▶ [Krótkie ćwiczenie]:
Przepisz wszystkie poniższe dane bez żadnych zmian, zachowując podział na wiersze.

▶ [Materiał do opracowania]:
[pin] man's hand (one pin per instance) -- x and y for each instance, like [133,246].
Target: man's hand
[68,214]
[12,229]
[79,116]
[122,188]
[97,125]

▶ [Pełne rozwiązanie]:
[pin] man's hand (one pin per instance) -- x and y for each instance, like [133,246].
Target: man's hand
[68,214]
[12,229]
[79,116]
[122,188]
[97,125]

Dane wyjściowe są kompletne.